══ Page ══

In addition, we are partnering with AMD, Qualcomm, and Nexa AI to bring the LFM2.5 family to NPUs. These optimized models are available through our partners, enabling highly efficient on-device inference.
The following numbers have been calculated using 1K prefill and 100 decode tokens:
| Device | Inference | Framework | Model | Prefill (tok/s) | Decode (tok/s) | Memory (GB) |
| ---------------------------------------------------- | --------- | ---------------- | -------------------- | --------------- | -------------- | ----------- |
| Qualcomm Snapdragon® X Elite | NPU | NexaML | LFM2.5-1.2B-Instruct | 2591 | 63 | 0.9GB |
| Qualcomm Snapdragon® Gen4 (ROG Phone9 Pro) | NPU | NexaML | LFM2.5-1.2B-Instruct | 4391 | 82 | 0.9GB |
| Qualcomm Snapdragon® Gen4 (Samsung Galaxy S25 Ultra) | CPU | llama.cpp (Q4_0) | LFM2.5-1.2B-Instruct | 335 | 70 | 719MB |
| Qualcomm Snapdragon® Gen4 (Samsung Galaxy S25 Ultra) | CPU | llama.cpp (Q4_0) | Qwen3-1.7B | 181 | 40 | 1306MB |
These capabilities unlock new deployment scenarios across various devices, including vehicles, mobile devices, laptops, IoT devices, and embedded systems.

═══

▸ Requirements
(1) Can you update the LFM2.5 passage, starting at "In addition, we" and ending at "efficient on-device inference.", so that "partnering" is replaced with "working"?
(2) Answer these questions about the LFM2.5 passage:
(a) Which three companies are named as partners for bringing the LFM2.5 family to NPUs?
(b) How many prefill and decode tokens were used to calculate the numbers?
(c) What decode speed is listed for Qwen3-1.7B on the Samsung Galaxy S25 Ultra?
The data has no connection to the LFM2.5 passage.

══ Given records ══

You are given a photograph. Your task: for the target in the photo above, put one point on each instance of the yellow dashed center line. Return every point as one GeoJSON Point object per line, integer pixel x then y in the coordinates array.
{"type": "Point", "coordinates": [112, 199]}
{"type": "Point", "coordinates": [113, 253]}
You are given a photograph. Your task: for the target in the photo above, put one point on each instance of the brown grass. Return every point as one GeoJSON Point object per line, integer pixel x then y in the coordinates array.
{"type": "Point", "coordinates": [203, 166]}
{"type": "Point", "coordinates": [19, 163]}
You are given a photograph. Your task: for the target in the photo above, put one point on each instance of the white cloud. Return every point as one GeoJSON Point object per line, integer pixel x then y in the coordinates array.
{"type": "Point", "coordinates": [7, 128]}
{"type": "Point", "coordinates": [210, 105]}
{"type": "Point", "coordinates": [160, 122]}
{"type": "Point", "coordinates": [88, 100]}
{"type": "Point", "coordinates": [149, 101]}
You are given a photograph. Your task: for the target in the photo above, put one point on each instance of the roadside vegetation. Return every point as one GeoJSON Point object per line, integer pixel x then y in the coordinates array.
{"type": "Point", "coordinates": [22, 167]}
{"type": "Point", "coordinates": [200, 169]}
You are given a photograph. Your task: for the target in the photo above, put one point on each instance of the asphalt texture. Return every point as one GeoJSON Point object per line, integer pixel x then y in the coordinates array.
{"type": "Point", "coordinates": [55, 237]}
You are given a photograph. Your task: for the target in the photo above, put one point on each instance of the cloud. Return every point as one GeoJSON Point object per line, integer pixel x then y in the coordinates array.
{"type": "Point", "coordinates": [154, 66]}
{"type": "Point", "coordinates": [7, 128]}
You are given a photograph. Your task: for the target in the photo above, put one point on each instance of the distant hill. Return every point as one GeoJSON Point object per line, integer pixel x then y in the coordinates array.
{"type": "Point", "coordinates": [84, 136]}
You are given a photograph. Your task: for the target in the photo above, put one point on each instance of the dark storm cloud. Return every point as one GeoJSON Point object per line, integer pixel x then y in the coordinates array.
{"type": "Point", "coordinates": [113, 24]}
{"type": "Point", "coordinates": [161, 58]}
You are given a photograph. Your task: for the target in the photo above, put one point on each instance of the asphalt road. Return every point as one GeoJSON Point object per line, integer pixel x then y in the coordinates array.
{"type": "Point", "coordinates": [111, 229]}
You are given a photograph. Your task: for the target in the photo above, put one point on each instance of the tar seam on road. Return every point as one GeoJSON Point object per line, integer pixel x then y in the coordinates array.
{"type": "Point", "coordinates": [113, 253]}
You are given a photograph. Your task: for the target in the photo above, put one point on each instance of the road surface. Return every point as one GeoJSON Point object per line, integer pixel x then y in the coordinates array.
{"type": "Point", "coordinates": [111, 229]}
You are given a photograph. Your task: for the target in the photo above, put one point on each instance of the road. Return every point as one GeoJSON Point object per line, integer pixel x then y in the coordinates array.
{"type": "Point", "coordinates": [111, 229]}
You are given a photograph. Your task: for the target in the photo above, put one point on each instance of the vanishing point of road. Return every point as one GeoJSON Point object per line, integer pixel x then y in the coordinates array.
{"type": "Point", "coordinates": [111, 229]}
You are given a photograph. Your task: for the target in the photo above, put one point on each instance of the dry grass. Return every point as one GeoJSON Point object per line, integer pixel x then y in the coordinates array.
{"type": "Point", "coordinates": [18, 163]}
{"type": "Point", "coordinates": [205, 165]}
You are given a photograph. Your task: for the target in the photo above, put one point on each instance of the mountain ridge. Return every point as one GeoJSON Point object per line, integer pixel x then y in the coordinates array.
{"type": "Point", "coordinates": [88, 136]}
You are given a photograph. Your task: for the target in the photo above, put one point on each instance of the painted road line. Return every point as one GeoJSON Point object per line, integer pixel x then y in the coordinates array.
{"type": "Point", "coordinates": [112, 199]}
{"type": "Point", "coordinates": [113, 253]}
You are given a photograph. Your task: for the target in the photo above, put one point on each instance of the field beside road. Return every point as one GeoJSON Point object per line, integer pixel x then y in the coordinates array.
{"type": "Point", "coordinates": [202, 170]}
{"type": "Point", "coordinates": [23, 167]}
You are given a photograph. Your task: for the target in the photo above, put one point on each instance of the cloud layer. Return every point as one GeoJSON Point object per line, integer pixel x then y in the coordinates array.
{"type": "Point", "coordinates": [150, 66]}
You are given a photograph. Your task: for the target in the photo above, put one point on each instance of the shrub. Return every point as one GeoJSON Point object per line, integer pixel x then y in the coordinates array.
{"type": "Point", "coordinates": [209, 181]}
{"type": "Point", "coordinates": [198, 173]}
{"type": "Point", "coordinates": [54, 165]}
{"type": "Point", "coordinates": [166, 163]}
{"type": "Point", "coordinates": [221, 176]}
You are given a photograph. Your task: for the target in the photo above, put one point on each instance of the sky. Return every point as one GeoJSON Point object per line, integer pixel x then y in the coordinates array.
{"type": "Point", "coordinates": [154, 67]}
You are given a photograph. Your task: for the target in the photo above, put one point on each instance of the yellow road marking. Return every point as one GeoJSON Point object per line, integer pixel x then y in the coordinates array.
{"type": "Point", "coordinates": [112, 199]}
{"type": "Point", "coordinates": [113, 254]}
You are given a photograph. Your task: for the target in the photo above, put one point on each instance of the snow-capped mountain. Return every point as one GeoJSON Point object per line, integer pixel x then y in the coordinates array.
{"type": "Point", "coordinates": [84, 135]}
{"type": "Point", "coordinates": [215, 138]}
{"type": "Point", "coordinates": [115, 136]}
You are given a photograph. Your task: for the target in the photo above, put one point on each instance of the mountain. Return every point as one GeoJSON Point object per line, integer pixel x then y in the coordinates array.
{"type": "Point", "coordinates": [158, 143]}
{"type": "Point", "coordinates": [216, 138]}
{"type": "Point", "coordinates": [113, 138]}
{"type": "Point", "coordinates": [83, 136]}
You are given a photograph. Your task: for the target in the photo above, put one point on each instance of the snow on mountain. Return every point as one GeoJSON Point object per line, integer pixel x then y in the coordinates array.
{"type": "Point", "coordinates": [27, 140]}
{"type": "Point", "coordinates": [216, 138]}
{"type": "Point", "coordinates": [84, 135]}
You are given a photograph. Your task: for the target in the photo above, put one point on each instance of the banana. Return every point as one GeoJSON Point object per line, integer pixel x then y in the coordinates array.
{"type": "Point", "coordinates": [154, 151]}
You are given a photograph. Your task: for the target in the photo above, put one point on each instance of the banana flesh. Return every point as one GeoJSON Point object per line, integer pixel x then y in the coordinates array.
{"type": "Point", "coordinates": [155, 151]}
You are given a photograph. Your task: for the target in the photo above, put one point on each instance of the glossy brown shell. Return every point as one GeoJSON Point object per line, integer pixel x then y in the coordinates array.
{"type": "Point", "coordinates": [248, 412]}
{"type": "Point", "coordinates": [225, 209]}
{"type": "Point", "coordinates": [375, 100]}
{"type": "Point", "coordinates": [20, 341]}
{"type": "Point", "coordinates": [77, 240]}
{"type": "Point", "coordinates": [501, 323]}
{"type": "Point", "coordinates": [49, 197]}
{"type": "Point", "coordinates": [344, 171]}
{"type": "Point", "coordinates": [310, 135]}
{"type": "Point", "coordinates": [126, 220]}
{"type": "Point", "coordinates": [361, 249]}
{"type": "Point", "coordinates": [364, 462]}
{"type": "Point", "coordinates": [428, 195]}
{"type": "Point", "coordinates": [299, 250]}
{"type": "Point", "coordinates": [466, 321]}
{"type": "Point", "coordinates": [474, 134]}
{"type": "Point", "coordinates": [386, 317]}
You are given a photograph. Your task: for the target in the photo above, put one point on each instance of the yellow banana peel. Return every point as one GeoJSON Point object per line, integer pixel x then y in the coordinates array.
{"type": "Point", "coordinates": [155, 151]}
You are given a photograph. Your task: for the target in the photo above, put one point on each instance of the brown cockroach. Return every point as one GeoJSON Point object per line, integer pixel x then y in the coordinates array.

═══

▸ Results
(1)
In addition, we are working with AMD, Qualcomm, and Nexa AI to bring the LFM2.5 family to NPUs. These optimized models are available through our partners, enabling highly efficient on-device inference.

(2)
(a) AMD, Qualcomm, and Nexa AI.
(b) 1K prefill tokens and 100 decode tokens.
(c) 40 tok/s.